(Collection entries)
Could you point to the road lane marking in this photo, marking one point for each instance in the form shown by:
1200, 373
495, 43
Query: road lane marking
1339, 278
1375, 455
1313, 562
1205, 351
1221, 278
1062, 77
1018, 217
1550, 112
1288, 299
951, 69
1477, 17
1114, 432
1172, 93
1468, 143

**Exercise description**
Reproduce these lines word for word, character for character.

**The result**
Could you point to the road lane marking in this photo, marking one point for each instance in the form shown by:
1200, 373
495, 43
Query: road lane marking
1339, 278
1375, 455
1313, 562
1205, 351
1221, 278
1062, 77
1018, 217
1550, 112
1288, 299
951, 69
1477, 17
1114, 432
1172, 93
1468, 143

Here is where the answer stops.